### Trecho selecionado

——————

Surgida com o simples nome de Academia Cearense, congregava os sábios da época, de todos os ramos, literatos, juristas, artistas e cientistas.

Em sua longa trajetória viveu quatro fases, desde sua fundação, no intuito de aquecer seus objetivos originais ou dirimir divergências no meio cultural. Em 1922, por iniciativa de Leonardo Mota e apoio do presidente do Estado, acadêmico Justiniano de Serpa, aumentou de 28 para 40 o número de seus sócios efetivos, seguindo o modelo da Academia Francesa e da Academia Brasileira de Letras. Com a intenção de reativar o movimento literário do Ceará, esmorecido desde a morte do Presidente Serpa, em 1923, veio a terceira reforma, em 1930, por iniciativa do historiador Valter Pompeu. E a última, em 1951, quando, por esforços de Dolor Barreira, Joel Linhares , Clodoaldo Pinto, Henriqueta Galeno, Albano Amora e Perboyre e Silva, se fundiram a Academia Cearense de Letras e a Academia de Letras do Ceará.

A instituição que vos recebe, nesta noite formosa de junho, professor Carlos Augusto, é presidida com inteira competência por Artur Eduardo Benevides, um fidalgo que Pacatuba concebeu para a literatura e para a nossa fraternal convivência. Mestre e companheiro, reina na Távola Redonda deste emirado de Orfeu, onde foi justamente aclamado o “Príncipe dos Poetas Cearenses.”

Ao bater as aldravas de nossa casa produzistes em nós a alegria radiante com que se recebem os muito bem-vindos.

Adentrai, cavaleiro CARLOS AUGUSTO VIANA, este velho palácio e tomai assento na mesa larga de nossa amizade, pois já vos esperávamos desde que se anunciou vossa viagem.

——————

### Itens fornecidos

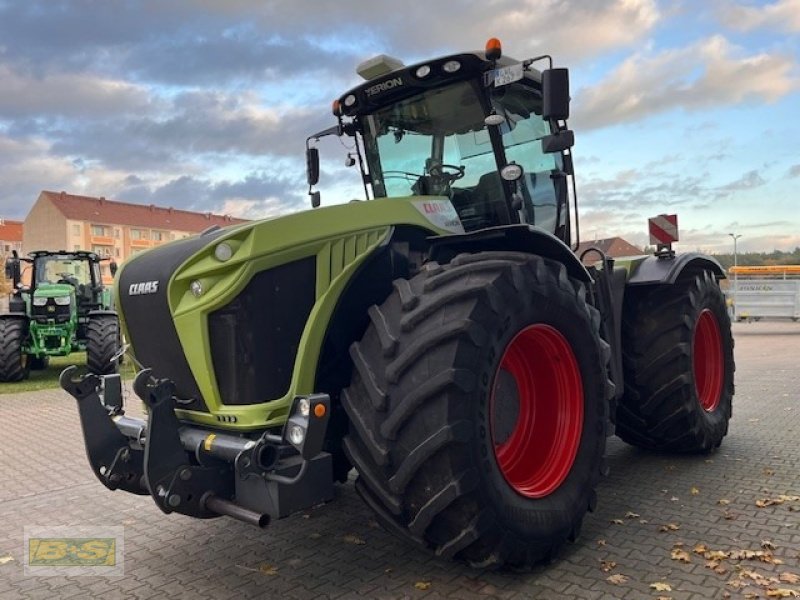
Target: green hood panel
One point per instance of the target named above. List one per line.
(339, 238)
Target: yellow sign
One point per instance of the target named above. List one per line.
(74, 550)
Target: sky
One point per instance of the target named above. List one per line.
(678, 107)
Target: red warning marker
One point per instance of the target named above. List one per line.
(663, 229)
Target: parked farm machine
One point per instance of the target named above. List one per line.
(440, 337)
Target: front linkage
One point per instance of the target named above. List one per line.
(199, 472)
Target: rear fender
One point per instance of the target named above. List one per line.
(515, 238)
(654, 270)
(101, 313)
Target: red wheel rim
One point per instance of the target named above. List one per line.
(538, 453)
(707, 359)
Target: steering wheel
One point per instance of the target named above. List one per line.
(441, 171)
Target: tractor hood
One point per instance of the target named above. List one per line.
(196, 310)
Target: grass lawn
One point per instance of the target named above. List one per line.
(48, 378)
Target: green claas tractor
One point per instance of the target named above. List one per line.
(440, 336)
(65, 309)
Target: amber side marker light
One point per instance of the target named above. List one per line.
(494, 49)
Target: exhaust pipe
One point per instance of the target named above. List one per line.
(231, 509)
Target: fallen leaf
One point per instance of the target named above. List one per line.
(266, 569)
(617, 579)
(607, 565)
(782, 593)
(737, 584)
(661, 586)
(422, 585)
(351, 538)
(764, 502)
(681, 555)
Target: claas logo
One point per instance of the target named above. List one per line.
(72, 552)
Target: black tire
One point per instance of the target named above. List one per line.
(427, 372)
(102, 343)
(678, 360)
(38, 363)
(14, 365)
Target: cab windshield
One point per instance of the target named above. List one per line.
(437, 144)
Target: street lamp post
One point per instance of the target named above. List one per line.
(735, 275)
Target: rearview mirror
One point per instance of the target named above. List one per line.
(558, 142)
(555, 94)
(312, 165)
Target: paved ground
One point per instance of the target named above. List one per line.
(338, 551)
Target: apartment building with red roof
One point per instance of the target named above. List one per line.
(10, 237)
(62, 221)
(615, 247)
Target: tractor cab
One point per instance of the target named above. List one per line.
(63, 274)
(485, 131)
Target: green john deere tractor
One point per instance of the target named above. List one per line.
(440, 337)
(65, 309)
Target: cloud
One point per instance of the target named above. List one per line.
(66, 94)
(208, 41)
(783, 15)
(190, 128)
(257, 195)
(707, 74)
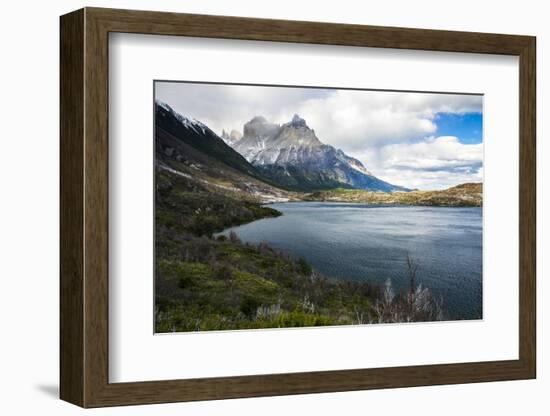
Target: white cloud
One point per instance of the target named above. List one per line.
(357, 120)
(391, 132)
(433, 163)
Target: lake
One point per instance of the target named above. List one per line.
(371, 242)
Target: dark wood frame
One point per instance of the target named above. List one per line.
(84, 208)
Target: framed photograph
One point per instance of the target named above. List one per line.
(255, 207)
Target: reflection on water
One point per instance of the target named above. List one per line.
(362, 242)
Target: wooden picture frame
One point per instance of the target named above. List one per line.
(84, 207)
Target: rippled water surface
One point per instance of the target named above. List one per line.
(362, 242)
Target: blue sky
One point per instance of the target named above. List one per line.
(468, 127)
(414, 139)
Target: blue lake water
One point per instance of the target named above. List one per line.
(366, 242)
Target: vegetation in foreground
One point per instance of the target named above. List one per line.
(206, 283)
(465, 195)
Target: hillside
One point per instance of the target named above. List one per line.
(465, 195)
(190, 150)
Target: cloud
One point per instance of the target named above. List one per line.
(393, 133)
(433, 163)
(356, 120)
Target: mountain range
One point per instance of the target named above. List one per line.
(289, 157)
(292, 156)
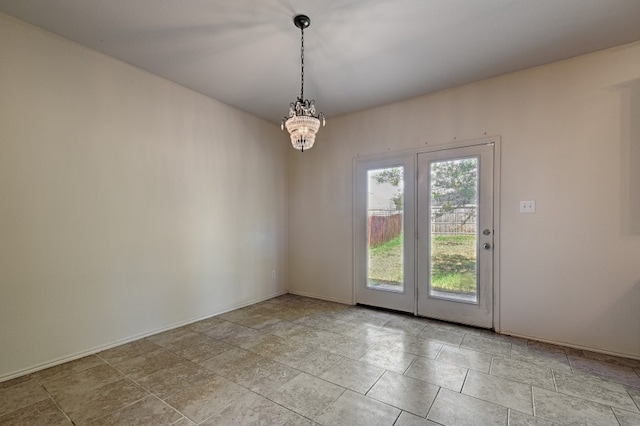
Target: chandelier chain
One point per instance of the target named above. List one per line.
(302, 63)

——————

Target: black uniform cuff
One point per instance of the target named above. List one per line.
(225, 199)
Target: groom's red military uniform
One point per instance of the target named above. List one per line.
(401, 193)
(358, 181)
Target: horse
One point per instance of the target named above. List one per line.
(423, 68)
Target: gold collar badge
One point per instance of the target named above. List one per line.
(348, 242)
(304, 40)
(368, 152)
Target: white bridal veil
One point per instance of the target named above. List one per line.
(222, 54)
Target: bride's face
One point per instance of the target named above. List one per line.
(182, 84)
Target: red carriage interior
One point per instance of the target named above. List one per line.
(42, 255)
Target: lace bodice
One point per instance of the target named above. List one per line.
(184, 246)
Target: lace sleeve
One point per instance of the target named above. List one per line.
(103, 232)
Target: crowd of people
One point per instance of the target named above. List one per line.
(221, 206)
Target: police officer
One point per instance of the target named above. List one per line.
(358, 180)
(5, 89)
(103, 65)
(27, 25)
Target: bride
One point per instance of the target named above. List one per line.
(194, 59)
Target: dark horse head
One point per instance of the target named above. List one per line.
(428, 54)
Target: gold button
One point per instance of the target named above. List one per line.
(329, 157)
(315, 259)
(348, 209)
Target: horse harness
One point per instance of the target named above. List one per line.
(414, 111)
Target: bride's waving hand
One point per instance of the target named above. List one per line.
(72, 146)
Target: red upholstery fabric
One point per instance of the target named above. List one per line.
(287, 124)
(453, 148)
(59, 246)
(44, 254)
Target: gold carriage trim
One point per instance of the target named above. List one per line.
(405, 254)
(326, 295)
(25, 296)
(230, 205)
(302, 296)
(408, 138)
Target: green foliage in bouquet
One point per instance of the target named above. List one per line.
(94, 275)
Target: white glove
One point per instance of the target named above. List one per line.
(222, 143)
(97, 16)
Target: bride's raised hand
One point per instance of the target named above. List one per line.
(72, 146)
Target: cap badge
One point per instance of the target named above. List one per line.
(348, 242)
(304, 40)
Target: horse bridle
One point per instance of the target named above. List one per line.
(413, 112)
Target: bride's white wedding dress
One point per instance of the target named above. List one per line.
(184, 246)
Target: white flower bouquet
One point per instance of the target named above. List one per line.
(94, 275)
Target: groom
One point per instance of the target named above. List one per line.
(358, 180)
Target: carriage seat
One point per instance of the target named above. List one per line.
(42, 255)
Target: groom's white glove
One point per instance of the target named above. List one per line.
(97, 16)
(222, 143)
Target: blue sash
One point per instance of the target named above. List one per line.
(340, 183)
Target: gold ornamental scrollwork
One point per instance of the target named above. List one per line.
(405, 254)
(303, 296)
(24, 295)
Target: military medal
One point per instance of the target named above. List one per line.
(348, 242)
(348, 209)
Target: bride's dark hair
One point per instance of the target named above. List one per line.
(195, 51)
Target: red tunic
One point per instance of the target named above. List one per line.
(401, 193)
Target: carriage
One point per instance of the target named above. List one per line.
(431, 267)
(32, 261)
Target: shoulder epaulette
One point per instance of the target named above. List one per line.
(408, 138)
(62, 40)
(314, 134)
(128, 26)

——————

### Enunciado 1
No trecho sobre a Academia Cearense, qual foi o número de sócios efetivos da instituição depois da mudança feita em 1922?
### Enunciado 2
Prossiga o trecho sobre a Academia Cearense a partir da última frase apresentada.

### Resposta correta 1
Passou de 28 para 40 sócios efetivos.

### Resposta correta 2
Trazei vossa bagagem lírica, vosso inventário memorial, a força sedutora e envolvente de vossa inspiração, desinfetada do lugar-comum, mas opulenta de símbolos, invenção e sonoridades.

Vossa capacidade criadora, corda luminosa esticada sobre o abismo profundo das indagações, já nos produzia respostas antes de vossa vinda.

Trazei a vossa poesia, fina seda e mão germinadora, que tem a faculdade milagrosa de, ao tocar os potes de Caná, transformar a água simples da vida no vinho vermelho das paixões.

Trazei os alpendres do patriarca Artur Alves Pereira, vosso avô, e aquele território da infância em que os rios gemiam, os papagaios de papel eram empinados, os prados arados com poema, o canavial espanado pelas lâminas dos ventos marinhos e um boi, em mansa solidão, ia mastigando a tarde.

Não chegueis para apaziguar vossa inquietação ou para vos entregar ao sono impassível da imortalidade.

Vinde para continuar vossa semeadura, vossa verde seara, na lúcida produção dos frutos eternos.

Poeta CARLOS AUGUSTO, por vossa sublimidade e pelo valor de vossa literatura, sede bem-vindo ao Reino de Pasárgada e à memória perpétua da história.